- **Natural language region descriptions**
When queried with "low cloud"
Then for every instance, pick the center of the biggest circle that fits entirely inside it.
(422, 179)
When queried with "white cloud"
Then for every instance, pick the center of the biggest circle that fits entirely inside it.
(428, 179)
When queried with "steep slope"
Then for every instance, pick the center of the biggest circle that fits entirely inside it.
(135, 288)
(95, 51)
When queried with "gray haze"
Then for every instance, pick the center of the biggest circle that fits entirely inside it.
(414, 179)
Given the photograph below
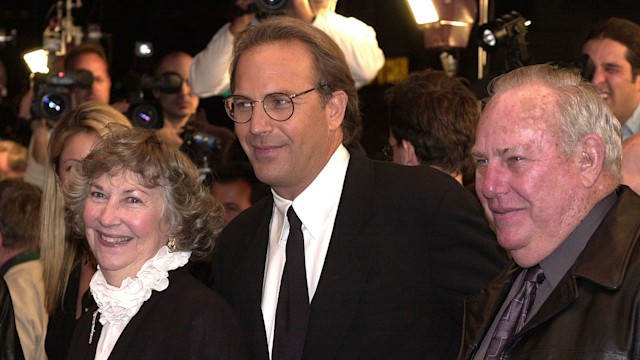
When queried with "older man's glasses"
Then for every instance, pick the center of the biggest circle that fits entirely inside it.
(278, 106)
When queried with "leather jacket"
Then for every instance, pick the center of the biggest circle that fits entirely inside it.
(10, 347)
(594, 311)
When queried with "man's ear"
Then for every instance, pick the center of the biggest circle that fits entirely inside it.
(409, 156)
(336, 107)
(591, 159)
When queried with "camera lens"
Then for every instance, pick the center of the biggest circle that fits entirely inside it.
(271, 5)
(146, 116)
(54, 106)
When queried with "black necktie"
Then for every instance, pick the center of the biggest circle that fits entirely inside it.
(292, 314)
(514, 315)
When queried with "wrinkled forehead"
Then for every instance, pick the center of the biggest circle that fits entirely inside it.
(531, 103)
(524, 111)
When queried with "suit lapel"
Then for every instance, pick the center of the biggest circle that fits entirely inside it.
(248, 280)
(346, 265)
(480, 309)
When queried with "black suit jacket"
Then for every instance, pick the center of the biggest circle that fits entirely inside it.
(185, 321)
(407, 245)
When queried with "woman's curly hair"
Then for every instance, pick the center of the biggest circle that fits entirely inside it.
(193, 217)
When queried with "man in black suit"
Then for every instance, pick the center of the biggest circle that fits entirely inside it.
(389, 251)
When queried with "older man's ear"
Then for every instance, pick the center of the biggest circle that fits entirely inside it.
(591, 159)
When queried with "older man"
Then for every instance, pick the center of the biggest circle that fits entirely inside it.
(548, 151)
(350, 258)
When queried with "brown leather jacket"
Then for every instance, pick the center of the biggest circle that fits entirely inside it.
(593, 313)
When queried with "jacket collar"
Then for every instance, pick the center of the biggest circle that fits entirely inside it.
(618, 235)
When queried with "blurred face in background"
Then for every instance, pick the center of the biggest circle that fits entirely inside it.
(613, 76)
(234, 195)
(101, 87)
(182, 104)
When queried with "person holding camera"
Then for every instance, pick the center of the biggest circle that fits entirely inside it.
(209, 73)
(181, 119)
(88, 67)
(174, 94)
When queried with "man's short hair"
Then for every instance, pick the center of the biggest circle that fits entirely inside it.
(19, 214)
(625, 32)
(437, 114)
(330, 67)
(579, 109)
(17, 155)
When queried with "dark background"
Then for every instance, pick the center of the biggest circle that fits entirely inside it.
(554, 35)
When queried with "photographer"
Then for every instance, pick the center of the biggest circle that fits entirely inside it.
(209, 73)
(88, 57)
(179, 103)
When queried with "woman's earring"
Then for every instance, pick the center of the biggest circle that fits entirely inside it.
(171, 244)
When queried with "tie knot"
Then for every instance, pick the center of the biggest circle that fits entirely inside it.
(294, 220)
(535, 275)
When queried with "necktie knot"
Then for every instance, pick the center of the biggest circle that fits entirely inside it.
(294, 220)
(515, 314)
(535, 275)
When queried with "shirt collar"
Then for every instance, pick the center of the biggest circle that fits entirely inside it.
(632, 125)
(314, 204)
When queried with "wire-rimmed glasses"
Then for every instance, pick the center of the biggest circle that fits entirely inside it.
(278, 106)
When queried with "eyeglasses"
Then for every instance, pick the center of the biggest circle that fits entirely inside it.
(169, 82)
(278, 106)
(387, 151)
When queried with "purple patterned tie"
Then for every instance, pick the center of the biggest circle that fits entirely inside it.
(292, 313)
(514, 316)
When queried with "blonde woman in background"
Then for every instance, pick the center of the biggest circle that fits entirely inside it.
(67, 263)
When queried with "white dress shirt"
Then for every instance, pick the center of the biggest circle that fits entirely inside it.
(316, 207)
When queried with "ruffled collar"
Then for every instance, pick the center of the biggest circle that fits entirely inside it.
(119, 304)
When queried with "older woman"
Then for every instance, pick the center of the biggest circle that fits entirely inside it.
(144, 212)
(66, 261)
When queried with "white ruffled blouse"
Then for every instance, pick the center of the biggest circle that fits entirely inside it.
(117, 305)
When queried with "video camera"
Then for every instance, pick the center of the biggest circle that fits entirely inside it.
(147, 113)
(53, 99)
(263, 8)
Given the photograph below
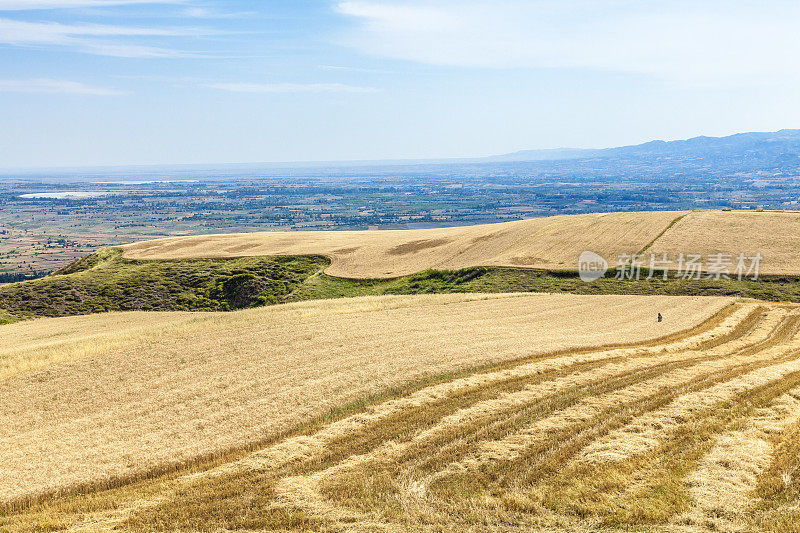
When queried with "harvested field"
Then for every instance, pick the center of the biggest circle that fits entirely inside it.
(551, 243)
(108, 398)
(548, 243)
(775, 235)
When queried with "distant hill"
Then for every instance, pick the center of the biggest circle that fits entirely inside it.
(754, 145)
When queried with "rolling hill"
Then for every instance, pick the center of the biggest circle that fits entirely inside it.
(551, 243)
(115, 406)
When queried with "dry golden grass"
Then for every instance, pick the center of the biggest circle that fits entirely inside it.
(526, 427)
(775, 235)
(552, 243)
(549, 243)
(91, 400)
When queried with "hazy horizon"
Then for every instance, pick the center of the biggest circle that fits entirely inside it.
(88, 83)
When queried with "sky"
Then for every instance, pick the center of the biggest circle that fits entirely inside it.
(127, 82)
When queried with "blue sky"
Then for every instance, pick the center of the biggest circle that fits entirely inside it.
(119, 82)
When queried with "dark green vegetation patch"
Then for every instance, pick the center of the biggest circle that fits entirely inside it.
(105, 281)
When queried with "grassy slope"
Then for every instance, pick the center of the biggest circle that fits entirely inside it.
(105, 281)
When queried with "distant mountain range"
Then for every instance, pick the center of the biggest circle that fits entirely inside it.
(777, 153)
(759, 145)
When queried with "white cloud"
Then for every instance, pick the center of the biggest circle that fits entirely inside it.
(90, 38)
(20, 5)
(682, 40)
(290, 88)
(51, 86)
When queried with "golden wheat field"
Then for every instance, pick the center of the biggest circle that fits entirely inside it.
(552, 243)
(549, 243)
(385, 413)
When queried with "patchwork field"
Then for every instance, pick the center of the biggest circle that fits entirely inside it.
(548, 243)
(551, 243)
(147, 419)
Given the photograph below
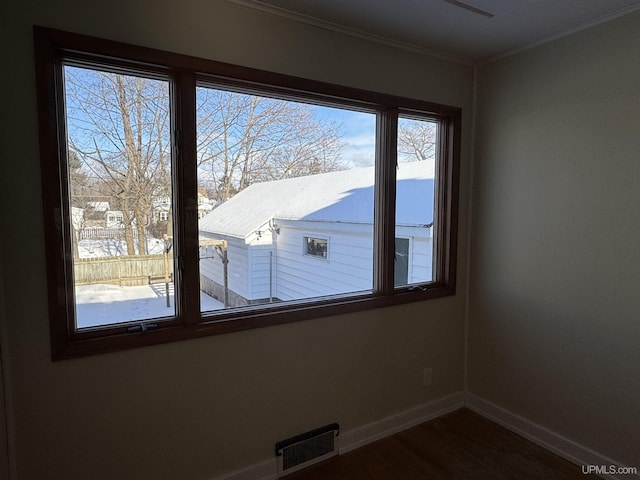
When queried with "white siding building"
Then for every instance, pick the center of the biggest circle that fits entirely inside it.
(312, 236)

- **Exercise**
Your copy should restate every record word for word and contain no pictures.

- **Answer to this problem**
When queried with "low cloud"
Then for every instance, pick the center of the biggest circle that fits entirely inside it.
(422, 179)
When queried with "white cloud"
Then for every instance, pick the center of the biggest circle that fits entirely inside it.
(428, 179)
When queried with "steep slope"
Then for every instance, pick the center of the biggest circle that fits entirely inside it.
(135, 288)
(95, 51)
When queried with "gray haze"
Then for every instance, pick the center of the biggest circle that fits entirely inside it.
(414, 179)
Given the photograph below
When queried with "older man's glasses"
Then for every instance, pick the center of the biggest circle that fits entirely inside it.
(278, 106)
When queried with "leather jacket"
Then for every instance, pick the center of the biggest circle that fits entirely inside it.
(10, 347)
(594, 311)
When queried with "man's ear"
Then for every instance, pick the center of the biggest circle that fits entirely inside it.
(409, 156)
(336, 107)
(591, 159)
When queried with "camera lens"
Then for every instance, pick the center of the biggest circle that fits entirely inside it.
(271, 5)
(146, 116)
(54, 106)
When queried with "black necktie"
Then for every instance, pick the center of the biggest circle that fits entirely inside it.
(292, 314)
(514, 315)
When queried with "wrinkled forehead"
Then for every instance, pick the center of the biggest circle that fits entirely inside it.
(531, 103)
(524, 111)
When queried with "suit lapel"
Then for every instance, pick the center of the biggest circle that fits entirely inside it.
(248, 280)
(346, 265)
(480, 309)
When queried with "black suit jacket"
Then for every instance, pick the center of the biggest circle that fits entirely inside it.
(185, 321)
(407, 245)
When queried with "woman's curly hair"
Then for every instance, pick the center of the biggest circle that fits entirely inside it.
(193, 217)
When queried with "man in black suit"
Then for every instance, pick the center of the biggest circle that fits entirely inside it.
(389, 251)
When queried with "older man's ear"
Then for every instance, pick the center of the biggest circle that fits entirely inside it.
(591, 159)
When queried with "older man"
Then for every instance, pick the center of the biggest circle that fits entirely inside it.
(548, 151)
(350, 258)
When queried with "brown leather jacket"
Then for every instance, pick the center of the biggest circle that fits entirely inside it.
(593, 313)
When queried with "jacket collar"
Then for every instance, pick the center of the biggest circle that fits entirely inside it.
(618, 235)
When queried with "blurred face in background"
Then for every instance, pick the center of the biggest circle that fits entirely inside it.
(613, 76)
(234, 195)
(101, 87)
(182, 104)
When queried with "person holding camera"
Then for every instance, pick the center of the biggest circle that fits entirely inside it.
(209, 73)
(181, 119)
(88, 67)
(174, 94)
When queried with "man's short hair"
Then for every instance, pick the center of the biggest circle that fits entirely inside it.
(19, 214)
(625, 32)
(437, 114)
(330, 67)
(579, 109)
(17, 155)
When queried with "dark background"
Then for every instance, pick the center of the biggest circle that fits entirely inside it.
(554, 35)
When queried with "photographer"
Then for every instance, pick the center of the biggest circle that fits entirely inside it.
(209, 73)
(88, 57)
(179, 103)
When queried with "woman's earring"
Then for every instance, pick the center of the biggest circle that fits entirely inside it.
(171, 244)
When queried with "tie knot"
Then for every instance, pick the center of the biggest circle that fits entirely inside it.
(294, 220)
(535, 275)
When queried with "necktie knot"
Then for every instance, pick the center of the biggest circle that fits entirely inside it.
(294, 220)
(515, 314)
(535, 275)
When queried with "shirt collar"
Then for every instance, pick the center of the biggest circle that fits entirely inside it.
(632, 125)
(314, 204)
When queried with "wire-rimmed glasses"
Then for every instance, pick the center of the biggest circle that fits entirely inside it.
(278, 106)
When queried with "eyeglasses"
Then for every instance, pick the center of the biggest circle that fits entirely inside it.
(169, 82)
(278, 106)
(387, 151)
When queried with "purple patterned tie"
Then for every instance, pick the center of the biggest circle that fits entirely inside it.
(292, 313)
(514, 316)
When queried with "blonde woman in background"
Then for every instance, pick the center of the biggest circle that fits entirely inside it.
(67, 263)
When queried with "white dress shirt"
Then for every instance, pick the center of the biggest circle that fits entirely inside it.
(316, 207)
When queried with "ruffled collar"
Then for every instance, pick the center of the biggest circle that fits entirely inside it.
(119, 304)
When queried with "older woman"
Then for every instance, pick the center of the biggest circle that fits entirely inside it.
(144, 212)
(66, 261)
When queried with "white ruffled blouse"
Then for every instance, pick the center of the biggest circle that fits entirely inside it.
(117, 305)
When queried with "video camera"
Then for every instance, pick the center of the biggest circle that fits entirely inside it.
(147, 113)
(53, 99)
(263, 8)
Given the photograph below
When queried with "harvested field"
Then for every instance, pick the center of the biggest circle that fits entirely inside it.
(551, 243)
(108, 398)
(548, 243)
(775, 235)
When queried with "distant hill"
Then for every instance, pick the center of the biggest circle that fits entirely inside it.
(754, 145)
When queried with "rolling hill"
Then for every instance, pick the center of the biggest circle that fits entirely inside it.
(551, 243)
(115, 406)
When queried with "dry golden grass"
Then for every instance, pick the center of the biggest circle that fits entirely inside it.
(526, 427)
(775, 235)
(552, 243)
(549, 243)
(91, 400)
When queried with "hazy horizon"
Then for every instance, pick the center of the biggest circle that fits entirely inside it.
(88, 83)
When queried with "sky"
Then for every instance, pick the center of the biggest circle that fits entirely inside it.
(127, 82)
When queried with "blue sky"
Then for every instance, pick the center of the biggest circle that fits entirely inside it.
(119, 82)
When queried with "dark green vegetation patch"
Then for every instance, pick the center of the biggest circle that fits entirely inside it.
(105, 281)
When queried with "grassy slope"
Then for every instance, pick the center of the biggest circle that fits entirely inside it.
(105, 281)
When queried with "distant mountain range"
Then for every instance, pick the center of the biggest circle that fits entirely inside it.
(777, 153)
(759, 145)
When queried with "white cloud"
Then for every instance, pick the center of the biggest circle that fits entirely inside it.
(90, 38)
(20, 5)
(682, 40)
(290, 88)
(51, 86)
When queried with "golden wheat field"
Then for every instance, pick the center of the biggest circle that fits entirely inside it.
(552, 243)
(549, 243)
(385, 413)
When queried with "patchwork field"
Then for every instance, pick the center of the biggest circle that fits entirely inside it.
(548, 243)
(551, 243)
(147, 419)
Given the photograph below
When queried with "white siding building"
Then for every instance, pick the center of the biggest circle that fits entirely inside it.
(312, 236)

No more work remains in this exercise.